<<<<

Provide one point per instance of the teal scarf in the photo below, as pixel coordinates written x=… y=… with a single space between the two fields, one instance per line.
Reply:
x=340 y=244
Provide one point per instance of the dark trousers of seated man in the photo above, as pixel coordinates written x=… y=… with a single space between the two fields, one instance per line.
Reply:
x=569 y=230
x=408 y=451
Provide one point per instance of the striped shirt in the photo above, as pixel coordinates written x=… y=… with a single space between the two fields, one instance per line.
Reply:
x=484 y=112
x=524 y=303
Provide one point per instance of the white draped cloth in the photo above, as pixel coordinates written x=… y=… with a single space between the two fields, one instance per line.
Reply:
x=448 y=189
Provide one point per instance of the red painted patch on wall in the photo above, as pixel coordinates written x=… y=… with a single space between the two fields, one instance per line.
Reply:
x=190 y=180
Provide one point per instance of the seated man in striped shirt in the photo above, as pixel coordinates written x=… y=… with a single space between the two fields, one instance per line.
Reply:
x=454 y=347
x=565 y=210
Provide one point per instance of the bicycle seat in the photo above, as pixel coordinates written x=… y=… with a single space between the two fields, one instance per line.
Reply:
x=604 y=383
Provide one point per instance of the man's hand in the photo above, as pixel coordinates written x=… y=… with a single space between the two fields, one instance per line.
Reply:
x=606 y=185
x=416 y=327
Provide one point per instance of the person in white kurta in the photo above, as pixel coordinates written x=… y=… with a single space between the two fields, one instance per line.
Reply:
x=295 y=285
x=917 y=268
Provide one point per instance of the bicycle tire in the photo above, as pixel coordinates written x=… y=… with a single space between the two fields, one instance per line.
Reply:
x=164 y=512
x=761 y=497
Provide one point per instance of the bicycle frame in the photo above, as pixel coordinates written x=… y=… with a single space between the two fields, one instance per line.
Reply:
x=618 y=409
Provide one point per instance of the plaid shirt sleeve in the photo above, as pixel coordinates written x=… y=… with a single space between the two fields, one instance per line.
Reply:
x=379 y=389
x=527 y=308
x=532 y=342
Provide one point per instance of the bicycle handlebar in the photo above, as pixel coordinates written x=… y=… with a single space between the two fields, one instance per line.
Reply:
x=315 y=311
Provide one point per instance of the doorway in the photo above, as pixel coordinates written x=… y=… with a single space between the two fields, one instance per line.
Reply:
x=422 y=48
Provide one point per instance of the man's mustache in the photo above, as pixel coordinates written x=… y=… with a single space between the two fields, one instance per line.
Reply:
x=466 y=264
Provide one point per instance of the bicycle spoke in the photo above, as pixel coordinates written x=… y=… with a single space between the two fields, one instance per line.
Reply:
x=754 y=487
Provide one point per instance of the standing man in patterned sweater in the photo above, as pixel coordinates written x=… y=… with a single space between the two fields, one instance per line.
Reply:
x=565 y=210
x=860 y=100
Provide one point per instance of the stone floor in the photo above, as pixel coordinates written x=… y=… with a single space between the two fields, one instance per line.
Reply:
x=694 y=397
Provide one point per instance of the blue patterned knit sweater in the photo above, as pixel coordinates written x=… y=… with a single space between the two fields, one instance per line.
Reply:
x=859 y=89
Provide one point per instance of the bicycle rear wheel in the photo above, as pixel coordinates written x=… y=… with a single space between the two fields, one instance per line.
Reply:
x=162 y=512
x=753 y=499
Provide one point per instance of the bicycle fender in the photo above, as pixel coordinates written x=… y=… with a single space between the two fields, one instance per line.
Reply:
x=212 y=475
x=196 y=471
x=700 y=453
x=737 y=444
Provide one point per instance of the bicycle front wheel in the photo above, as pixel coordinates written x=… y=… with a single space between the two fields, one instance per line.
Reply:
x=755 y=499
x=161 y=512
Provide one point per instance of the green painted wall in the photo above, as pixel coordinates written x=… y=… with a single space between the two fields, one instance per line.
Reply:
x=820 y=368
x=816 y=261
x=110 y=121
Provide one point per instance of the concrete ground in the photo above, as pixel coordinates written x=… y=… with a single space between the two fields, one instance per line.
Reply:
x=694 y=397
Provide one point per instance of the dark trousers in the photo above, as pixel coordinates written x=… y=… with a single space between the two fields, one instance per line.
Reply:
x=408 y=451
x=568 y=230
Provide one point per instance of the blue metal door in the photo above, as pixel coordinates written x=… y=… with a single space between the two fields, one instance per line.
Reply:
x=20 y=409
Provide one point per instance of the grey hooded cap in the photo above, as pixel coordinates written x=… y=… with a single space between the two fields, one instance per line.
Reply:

>>>>
<<<<

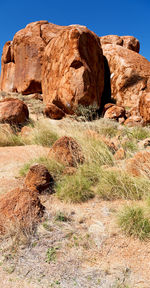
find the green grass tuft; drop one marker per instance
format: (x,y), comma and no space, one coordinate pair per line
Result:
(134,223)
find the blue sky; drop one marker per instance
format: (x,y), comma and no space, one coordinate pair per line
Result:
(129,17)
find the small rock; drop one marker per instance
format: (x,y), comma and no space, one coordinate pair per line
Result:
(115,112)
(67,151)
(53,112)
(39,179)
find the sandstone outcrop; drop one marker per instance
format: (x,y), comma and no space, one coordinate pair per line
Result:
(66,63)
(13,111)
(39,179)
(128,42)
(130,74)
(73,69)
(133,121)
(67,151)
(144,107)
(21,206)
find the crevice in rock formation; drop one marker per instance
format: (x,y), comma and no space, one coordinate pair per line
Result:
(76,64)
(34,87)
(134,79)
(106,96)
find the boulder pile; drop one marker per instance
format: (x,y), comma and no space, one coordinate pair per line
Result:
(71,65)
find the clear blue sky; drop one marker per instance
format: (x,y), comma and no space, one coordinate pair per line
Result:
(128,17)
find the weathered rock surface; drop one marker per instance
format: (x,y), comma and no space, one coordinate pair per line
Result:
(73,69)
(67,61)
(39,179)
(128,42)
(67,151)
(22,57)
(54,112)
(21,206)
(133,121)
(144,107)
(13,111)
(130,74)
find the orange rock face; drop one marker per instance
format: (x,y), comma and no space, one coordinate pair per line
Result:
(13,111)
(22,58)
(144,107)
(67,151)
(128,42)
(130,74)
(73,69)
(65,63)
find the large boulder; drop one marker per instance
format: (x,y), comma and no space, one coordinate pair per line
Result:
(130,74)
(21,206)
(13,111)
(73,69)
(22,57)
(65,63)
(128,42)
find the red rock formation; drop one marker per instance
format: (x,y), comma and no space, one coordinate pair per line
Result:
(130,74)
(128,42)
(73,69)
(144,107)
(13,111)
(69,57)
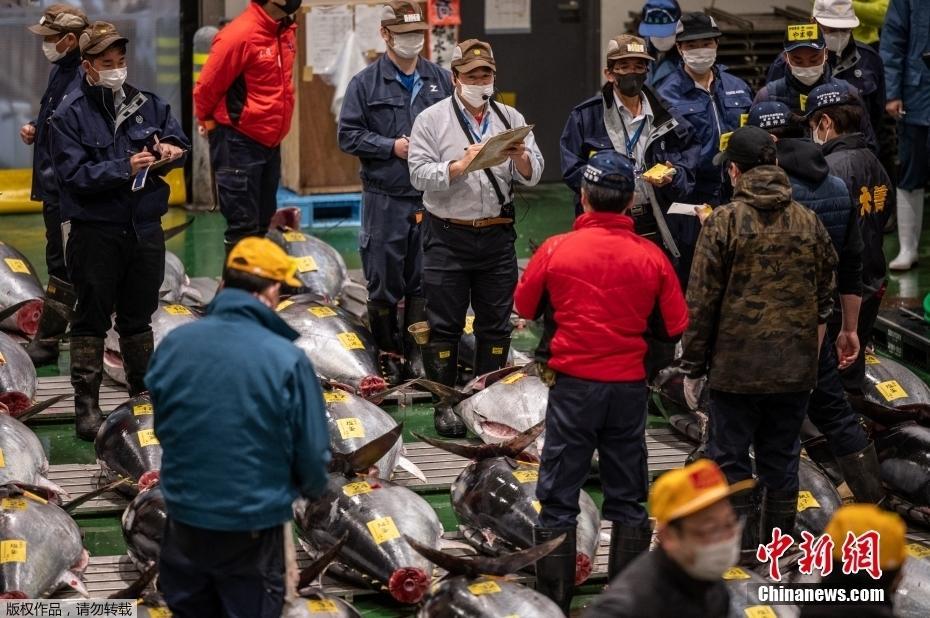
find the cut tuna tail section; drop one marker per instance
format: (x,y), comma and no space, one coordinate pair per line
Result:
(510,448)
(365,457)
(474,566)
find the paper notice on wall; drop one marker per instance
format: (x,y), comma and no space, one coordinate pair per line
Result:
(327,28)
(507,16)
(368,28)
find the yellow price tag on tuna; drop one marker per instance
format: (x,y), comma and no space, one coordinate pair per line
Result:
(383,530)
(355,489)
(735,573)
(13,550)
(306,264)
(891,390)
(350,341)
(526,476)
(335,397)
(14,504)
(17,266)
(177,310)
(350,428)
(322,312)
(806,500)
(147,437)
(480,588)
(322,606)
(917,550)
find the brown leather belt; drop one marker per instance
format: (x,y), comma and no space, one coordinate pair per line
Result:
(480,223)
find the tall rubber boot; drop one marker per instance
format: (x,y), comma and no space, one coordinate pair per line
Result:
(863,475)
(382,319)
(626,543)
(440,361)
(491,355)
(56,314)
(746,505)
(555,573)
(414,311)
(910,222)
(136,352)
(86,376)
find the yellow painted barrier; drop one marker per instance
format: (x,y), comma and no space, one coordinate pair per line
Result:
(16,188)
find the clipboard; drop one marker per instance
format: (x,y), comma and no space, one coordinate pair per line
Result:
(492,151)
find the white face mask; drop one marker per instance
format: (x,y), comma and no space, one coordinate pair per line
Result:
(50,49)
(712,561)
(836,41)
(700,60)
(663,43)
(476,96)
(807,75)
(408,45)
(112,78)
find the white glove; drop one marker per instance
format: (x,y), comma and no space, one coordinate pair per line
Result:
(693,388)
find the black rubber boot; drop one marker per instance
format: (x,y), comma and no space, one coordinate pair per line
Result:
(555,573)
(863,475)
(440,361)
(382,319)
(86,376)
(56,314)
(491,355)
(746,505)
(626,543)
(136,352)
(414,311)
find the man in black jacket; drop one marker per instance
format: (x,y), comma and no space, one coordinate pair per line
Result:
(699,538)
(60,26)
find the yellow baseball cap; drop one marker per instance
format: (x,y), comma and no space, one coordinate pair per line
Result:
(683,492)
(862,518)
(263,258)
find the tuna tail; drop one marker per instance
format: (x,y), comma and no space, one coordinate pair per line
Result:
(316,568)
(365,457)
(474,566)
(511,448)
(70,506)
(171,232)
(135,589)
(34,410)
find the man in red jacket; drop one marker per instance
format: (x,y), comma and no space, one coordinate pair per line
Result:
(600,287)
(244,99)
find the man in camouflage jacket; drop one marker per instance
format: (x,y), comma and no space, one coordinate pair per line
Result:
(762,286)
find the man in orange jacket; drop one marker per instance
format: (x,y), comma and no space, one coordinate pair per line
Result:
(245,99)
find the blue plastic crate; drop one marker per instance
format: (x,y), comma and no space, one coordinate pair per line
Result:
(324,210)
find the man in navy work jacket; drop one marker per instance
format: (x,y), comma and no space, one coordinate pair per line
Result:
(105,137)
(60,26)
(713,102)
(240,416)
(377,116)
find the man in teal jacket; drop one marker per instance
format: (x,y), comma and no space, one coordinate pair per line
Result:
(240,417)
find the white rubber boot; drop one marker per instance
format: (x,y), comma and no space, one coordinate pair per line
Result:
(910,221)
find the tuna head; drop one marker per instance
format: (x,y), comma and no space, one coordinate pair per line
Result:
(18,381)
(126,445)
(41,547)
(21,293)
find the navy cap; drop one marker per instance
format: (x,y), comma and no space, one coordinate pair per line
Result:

>>>>
<<<<

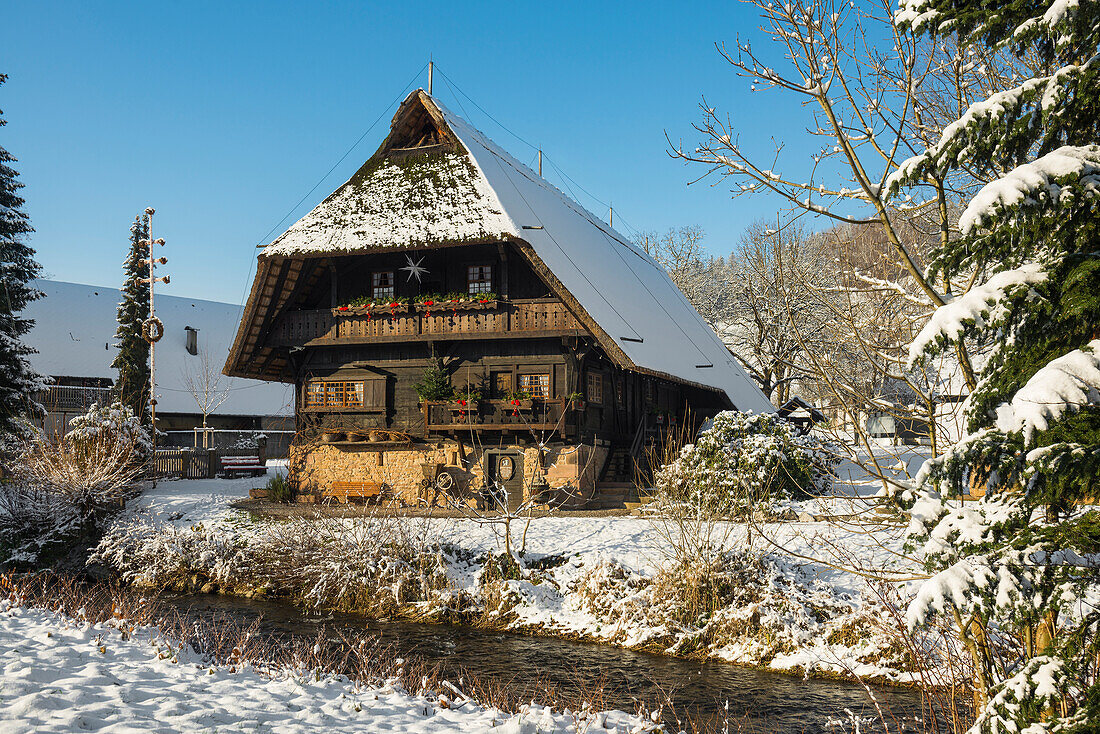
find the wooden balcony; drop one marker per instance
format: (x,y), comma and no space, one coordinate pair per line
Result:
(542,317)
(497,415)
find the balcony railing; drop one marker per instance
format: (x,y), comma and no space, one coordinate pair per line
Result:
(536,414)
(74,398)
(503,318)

>>>>

Render everything in the data from the line containing "Provide one point per instance of the teal" down to the line containing "x=340 y=244" as a two-column CSV with the headers input and output. Give one row per item: its text goes in input and its answer in output, with each field in quotes and any line breaks turned into spaces.

input,output
"Provide one point per instance of the teal scarf in the photo below, as pixel coordinates written x=… y=… with a single space between the two fields, one instance per line. Reply:","x=340 y=244"